▸ **Quoted passage**:
Bug #5589
Log of debugging messages is enabled in non-debugging builds
100%
Description
The message facility is supposed, by art
prescription, to disable the dispatch of debug messages in production builds (prof
, opt
).
Currently this dispatch is enabled in all cases.
This can cause slow-down (in some cases, a severe one).
Following art
prescriptions will lead to a general speed up of the code (mileage varies greatly!) and less ability of debug logging in production builds.
History
#1 Updated by Erica Snider almost 7 years ago
- Status changed from New to Assigned
#2 Updated by Gianluca Petrillo almost 7 years ago
- % Done changed from 0 to 80
The LOG_DEBUG
macro, defined in messagefacility
package, is disabled when in production mode (in our case, prof
and opt
).
It relies on the standard macro NDEBUG
: if the latter is defined, LOG_DEBUG
is (close to?) a no-op.
The standard macro NDEBUG
is also the one determining whether the assert
macro is enabled or not.
For that reason and some questionable code practices (#5174), NDEBUG
was forcibly deactivated in most of LArSoft, causing LOG_DEBUG
to come back alive.
The fact that LOG_DEBUG
is honoured is usually not seen, because normally the debug log stream is dropped anyway.
But it is felt, because before dropping it, the message is fully computed.
The most spectacular example is in LArG4
module, where LOG_DEBUG
appears in a inner loop called tens of millions of times per event.

▸ **Given exercise 1**:
Answer these questions about the bug report:
(a) Which two builds does it name as production builds?
(b) Who changed the status from New to Assigned?
(c) In which module does LOG_DEBUG appear inside an inner loop?
▸ **Given exercise 2**:
Rewrite everything in the bug report from "It relies on" down to "is dropped anyway.", changing "questionable" to "dubious".
▸ **Given exercise 3**:
Go on with the bug report from the point where it stops.
The rows that follow are not needed for any of this work.

▸ **Location identification entries**:
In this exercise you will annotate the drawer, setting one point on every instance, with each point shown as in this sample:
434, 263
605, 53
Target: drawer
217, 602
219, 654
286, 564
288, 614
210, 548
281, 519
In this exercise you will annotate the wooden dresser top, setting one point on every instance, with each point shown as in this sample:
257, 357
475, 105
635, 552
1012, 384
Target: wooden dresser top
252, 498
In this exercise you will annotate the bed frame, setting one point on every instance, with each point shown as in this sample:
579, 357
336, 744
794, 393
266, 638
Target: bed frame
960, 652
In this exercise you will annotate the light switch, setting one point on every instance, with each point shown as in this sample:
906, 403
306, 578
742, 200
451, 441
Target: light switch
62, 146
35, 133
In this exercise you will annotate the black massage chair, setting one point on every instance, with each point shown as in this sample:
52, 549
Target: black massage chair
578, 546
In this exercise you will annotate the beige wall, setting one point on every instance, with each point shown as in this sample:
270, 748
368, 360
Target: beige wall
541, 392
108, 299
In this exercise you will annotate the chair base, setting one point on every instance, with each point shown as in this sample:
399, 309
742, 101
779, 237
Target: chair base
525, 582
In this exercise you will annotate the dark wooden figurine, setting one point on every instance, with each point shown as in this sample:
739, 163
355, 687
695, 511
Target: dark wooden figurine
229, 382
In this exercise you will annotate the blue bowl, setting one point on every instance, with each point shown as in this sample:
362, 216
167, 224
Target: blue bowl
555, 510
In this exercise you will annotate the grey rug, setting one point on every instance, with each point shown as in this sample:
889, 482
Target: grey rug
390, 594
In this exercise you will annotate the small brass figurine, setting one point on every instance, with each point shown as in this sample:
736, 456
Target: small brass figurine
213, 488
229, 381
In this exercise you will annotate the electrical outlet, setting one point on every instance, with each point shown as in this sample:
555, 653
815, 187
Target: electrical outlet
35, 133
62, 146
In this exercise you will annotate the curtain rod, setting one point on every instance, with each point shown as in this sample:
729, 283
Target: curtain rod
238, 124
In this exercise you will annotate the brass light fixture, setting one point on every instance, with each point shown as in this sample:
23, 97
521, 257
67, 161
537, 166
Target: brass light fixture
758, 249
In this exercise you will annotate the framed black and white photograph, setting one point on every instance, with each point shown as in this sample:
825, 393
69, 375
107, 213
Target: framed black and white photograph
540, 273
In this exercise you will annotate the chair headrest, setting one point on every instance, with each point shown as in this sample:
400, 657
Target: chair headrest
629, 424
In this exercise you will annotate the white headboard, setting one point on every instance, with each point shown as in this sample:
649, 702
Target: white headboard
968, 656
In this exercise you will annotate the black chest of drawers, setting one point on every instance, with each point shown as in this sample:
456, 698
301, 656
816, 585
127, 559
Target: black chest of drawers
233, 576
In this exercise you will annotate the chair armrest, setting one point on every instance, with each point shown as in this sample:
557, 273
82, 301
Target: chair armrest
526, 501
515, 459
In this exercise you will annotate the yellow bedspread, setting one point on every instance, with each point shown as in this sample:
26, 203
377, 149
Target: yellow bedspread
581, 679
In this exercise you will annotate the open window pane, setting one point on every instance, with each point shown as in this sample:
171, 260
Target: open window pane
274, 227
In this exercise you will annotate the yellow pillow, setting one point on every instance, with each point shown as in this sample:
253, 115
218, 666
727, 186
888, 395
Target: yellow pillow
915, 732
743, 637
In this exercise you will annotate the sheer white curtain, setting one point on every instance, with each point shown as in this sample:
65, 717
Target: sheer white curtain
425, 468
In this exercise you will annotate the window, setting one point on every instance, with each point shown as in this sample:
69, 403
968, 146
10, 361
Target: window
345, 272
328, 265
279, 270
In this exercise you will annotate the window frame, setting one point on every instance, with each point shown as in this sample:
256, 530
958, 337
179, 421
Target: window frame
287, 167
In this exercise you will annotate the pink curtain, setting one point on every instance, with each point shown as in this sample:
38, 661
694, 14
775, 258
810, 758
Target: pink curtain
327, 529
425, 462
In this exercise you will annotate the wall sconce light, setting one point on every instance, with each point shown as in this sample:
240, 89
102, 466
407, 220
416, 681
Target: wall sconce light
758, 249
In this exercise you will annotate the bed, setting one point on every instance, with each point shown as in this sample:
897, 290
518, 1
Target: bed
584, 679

▸ **Exercise answer 1**:
(a) prof and opt
(b) Erica Snider
(c) LArG4

▸ **Exercise answer 2**:
It relies on the standard macro NDEBUG
: if the latter is defined, LOG_DEBUG
is (close to?) a no-op.
The standard macro NDEBUG
is also the one determining whether the assert
macro is enabled or not.
For that reason and some dubious code practices (#5174), NDEBUG
was forcibly deactivated in most of LArSoft, causing LOG_DEBUG
to come back alive.
The fact that LOG_DEBUG
is honoured is usually not seen, because normally the debug log stream is dropped anyway.

▸ **Exercise answer 3**:
#3 Updated by Gianluca Petrillo almost 7 years ago
Committed a fix aimed to deactivate LOG_DEBUG
macro for non-production builds (the same ones where NDEBUG
would be normally set).
This is a temporary fix: once issue #5174 is fixed, both this change and the removal of NDEBUG
will go.
Now LOG_DEBUG
does not emit messages anymore unless using the debug
qualifier, regardless the verbosity level configured in FCL files.
This was the intended behaviour per art
directions, and it can yield relevant improvements to execution speed.
If you really, really want debug information in a non-debug build, you can still use mf::LogDebug
, adding the file and line number information by hand:
::mf::LogDebug("MyDebug", __FILE__, __LINE__) << "this message is too important to be skipped";
(I haven't checked this line, it's just to give the idea).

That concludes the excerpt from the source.